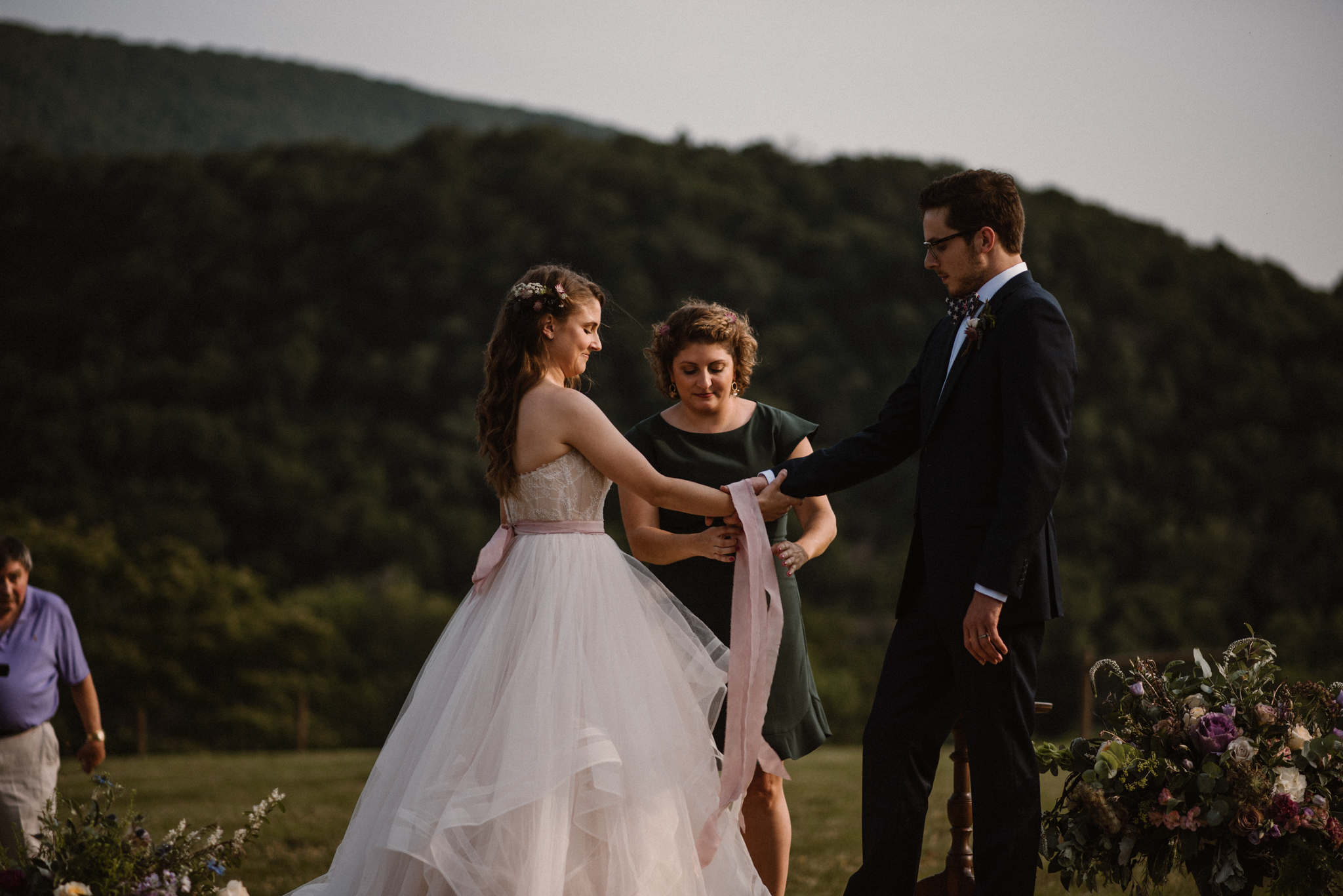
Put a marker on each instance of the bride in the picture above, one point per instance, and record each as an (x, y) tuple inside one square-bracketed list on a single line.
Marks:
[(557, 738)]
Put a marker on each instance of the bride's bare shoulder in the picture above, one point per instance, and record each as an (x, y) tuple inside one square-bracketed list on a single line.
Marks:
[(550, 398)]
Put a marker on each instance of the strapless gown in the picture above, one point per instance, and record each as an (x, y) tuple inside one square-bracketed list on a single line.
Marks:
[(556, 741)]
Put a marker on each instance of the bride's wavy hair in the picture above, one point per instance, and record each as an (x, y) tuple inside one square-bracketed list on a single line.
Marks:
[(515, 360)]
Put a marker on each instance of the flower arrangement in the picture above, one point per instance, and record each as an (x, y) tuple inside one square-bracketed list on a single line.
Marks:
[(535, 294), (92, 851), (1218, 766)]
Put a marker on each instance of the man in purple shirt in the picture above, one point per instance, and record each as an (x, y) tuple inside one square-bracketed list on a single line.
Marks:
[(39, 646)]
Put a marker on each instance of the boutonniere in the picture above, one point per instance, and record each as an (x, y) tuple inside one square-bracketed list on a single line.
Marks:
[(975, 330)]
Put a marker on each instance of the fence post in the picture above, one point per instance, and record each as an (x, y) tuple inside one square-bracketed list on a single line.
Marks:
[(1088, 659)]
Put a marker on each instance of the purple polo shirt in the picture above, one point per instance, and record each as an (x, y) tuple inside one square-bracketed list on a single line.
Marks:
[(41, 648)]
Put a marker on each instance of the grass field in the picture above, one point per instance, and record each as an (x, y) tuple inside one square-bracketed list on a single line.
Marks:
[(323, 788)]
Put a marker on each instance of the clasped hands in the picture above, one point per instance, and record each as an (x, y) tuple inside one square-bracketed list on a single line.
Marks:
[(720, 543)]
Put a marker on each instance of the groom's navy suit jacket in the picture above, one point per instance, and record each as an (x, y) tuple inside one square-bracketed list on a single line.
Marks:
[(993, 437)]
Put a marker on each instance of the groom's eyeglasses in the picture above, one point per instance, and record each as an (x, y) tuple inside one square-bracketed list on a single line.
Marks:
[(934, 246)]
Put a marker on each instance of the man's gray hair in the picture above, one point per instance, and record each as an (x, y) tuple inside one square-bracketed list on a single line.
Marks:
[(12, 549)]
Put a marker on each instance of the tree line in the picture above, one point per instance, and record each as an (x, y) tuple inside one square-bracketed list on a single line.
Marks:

==========

Rewrite the text of all the records above, changing "Put a marker on" to "Place a dot on" wherever it occurs and keeping everything else the same. Leave out the pictures.

TASK SOLUTION
Place a dot on each instance of the bride in the picture above, one point per instance, and record each as an (x, y) tuple inside one square-bracketed list on a single line.
Marks:
[(557, 738)]
Place a dot on each instance of the bride's bare shoulder in the picture above, one point per instance, and record each as an (x, y) tuple inside one square-bracketed list on a single line.
Marks:
[(550, 398)]
Place a dot on each instance of the strapless gown in the picture above, one point per instance, and record each as an (x, y) tuple inside one square-bracketed list on a single line.
Marks:
[(556, 741)]
Place a dot on each instance of the bride's wavy hair in the picture above, one point per instance, and record each as an (x, y) tuple inside one square-bracketed list on a single line.
Marks:
[(515, 360)]
Place a dot on each instance of the flower arrangement in the picture above, one point per instance, and record each as an (x, y) tuple inside one square-bracketed list on a single line.
Marks:
[(535, 294), (92, 851), (1218, 766)]
Place a dot on each instance of the man in purple shirt in the picture above, one point per instance, and record each as an (x, y) tuple inside one square-bracketed list on a single line.
Marks:
[(39, 646)]
Place a dot on each instance of the boutonniere in the picture above, one point per instance, and record each as an (x, y) tuple inside one square-bracketed list on a single line.
Marks:
[(975, 330)]
Place a dot on each instance of the fence post in the picture above, one point per instance, and record each as an (x, y) tuple inside one square-bracketed list on a single line.
Marks:
[(1088, 659)]
Place a dot on each instance of the purple polo shirt in the picture above, one point per instance, and record each as an (x, y) tuple inside one square-bracketed list on a single line.
Marks:
[(41, 648)]
Place a dot on each instance of the grass field in the picture above, one point per instance, and record each as an (x, y) tuple inside one square-bracketed list on a single line.
Marks:
[(323, 788)]
Place a dot on each instance of the clasped hands in the picture above, one point per instance, and record each as an (x, y) tuple inside one square-bracketed list on a single line.
Marks:
[(720, 543)]
Place a dot on each instance of the groom's navy suit jacket in the picture above, one point per instance, and record each as an (x, y) tuple inside one square-bracketed list on a single line.
Marks:
[(993, 437)]
Place a dot on each instance of the groom's eyeglasses in the picture above, one point per instance, and record each as an (x, y) tuple inside one square-bracketed list on a single line.
Marks:
[(934, 246)]
Place a dot on each instance of the man's gray hair in the picture above, one point per instance, and record each as an (x, y) tuple inside one square-bracketed list on a single line.
Marks:
[(12, 549)]
Place a dot on each instance of the tree line in the picture above, one point per instance, and record each as an (x, y) tuple inside one square-bracketed list on a single line.
Marks:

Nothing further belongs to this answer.